Não há a menor dúvida de que os dons de cura existiam na Igreja primitiva; Paulo nunca os teria citado a menos que fossem reais. Na carta de Tiago ( Tiago 5:14 ) há uma instrução de que se um homem estiver doente, ele deve ir aos anciãos e eles o ungirão com óleo. É o simples fato histórico que até o século IX o Sacramento da Unção era para curar; e só então se tornou o Sacramento da Extrema Unção e uma preparação para a morte.
A Igreja nunca perdeu totalmente esse dom de cura; e nos últimos tempos foi um pouco redescoberto. Montaigne, um dos escritores mais sábios que já escreveu, disse sobre a educação de um menino: "Eu gostaria que seus membros fossem treinados não menos que seu cérebro. Não é uma mente que estamos educando nem um corpo; é um homem. E devemos não dividi-lo em dois." Por muito tempo a Igreja dividiu o homem em uma alma e um corpo, e aceitou a responsabilidade por sua alma, mas não por seu corpo. É bom que em nosso tempo tenhamos aprendido mais uma vez a tratar o homem como um todo.
Em seguida, Paulo lista atos maravilhosos de poder. Quase certamente ele se refere a exorcismos. Naqueles dias, muitas doenças, muitas vezes todas as doenças, e especialmente doenças mentais, eram atribuídas ao trabalho de demônios; e era uma das funções da Igreja exorcizar esses demônios. Quer fossem ou não de fato reais, a pessoa possuída estava convencida de que eram, e a Igreja poderia e o ajudou. O exorcismo ainda é uma realidade no campo missionário; e em todos os momentos é função da Igreja ministrar a uma mente doente e perturbada.
Paulo passa a mencionar a profecia. Daria uma ideia melhor do significado desta palavra se a traduzíssemos por pregação. Temos muitas profecias associadas com a predição do que aconteceria. Mas em todos os tempos a profecia tem sido muito mais reveladora do que preditiva. O profeta é um homem que vive tão perto de Deus que conhece sua mente, coração e vontade, e assim pode torná-los conhecidos aos homens.
Por causa disso, sua função é dupla. (a) Ele traz repreensão e advertência, dizendo aos homens que seu modo de agir não está de acordo com a vontade de Deus. (b) Ele traz conselho e orientação, procurando direcionar os homens nos caminhos que Deus deseja que sigam.

◆ **Dados fornecidos**
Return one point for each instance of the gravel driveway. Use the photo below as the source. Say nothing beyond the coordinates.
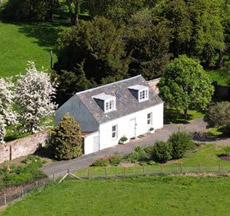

◆ **Verifique sua compreensão**
- a) Resuma em duas frases o texto sobre os dons na Igreja primitiva.
- b) Retome o texto sobre os dons na Igreja primitiva e dê continuidade a ele a partir da última frase apresentada.
As linhas formam um material à parte, independente do texto sobre os dons na Igreja primitiva.

◆ **Suas respostas escritas**
- a) O texto afirma que os dons de cura existiam na Igreja primitiva, que a unção servia para curar até o século IX e que a Igreja deve tratar o homem como um todo, e não apenas sua alma. Em seguida, aborda os atos de poder, quase certamente exorcismos, e a profecia, entendida mais como revelação da vontade de Deus do que como predição, com a dupla função de repreender e orientar.

- b)
Paulo então menciona a capacidade de distinguir entre diferentes tipos de espíritos. Numa sociedade onde o clima era tenso e onde todo tipo de manifestação era normal, era preciso distinguir entre o que era real e o que era meramente histérico, entre o que vinha de Deus e o que vinha do diabo. Até hoje, quando algo está fora de nossa órbita normal, é extremamente difícil dizer se é de Deus ou não. O único princípio a observar é que devemos sempre tentar entender antes de condenar.
Por fim, Paulo lista o dom de línguas e a capacidade de interpretá-las. Esta questão de línguas estava causando muita perplexidade na Igreja de Corinto. O que acontecia era o seguinte: em um culto religioso, alguém caía em êxtase e emitia uma torrente de sons ininteligíveis em nenhuma língua conhecida. Este era um dom altamente cobiçado porque supostamente era devido à influência direta do Espírito de Deus.
Para a congregação, é claro, era completamente sem sentido. Às vezes, a pessoa assim comovida poderia interpretar suas próprias efusões, mas geralmente isso exigia outra pessoa que tivesse o dom da interpretação. Paulo nunca questionou a realidade do dom de línguas, mas estava bem ciente de que tinha seus perigos, pois o êxtase e uma espécie de auto-hipnotismo são muito difíceis de distinguir.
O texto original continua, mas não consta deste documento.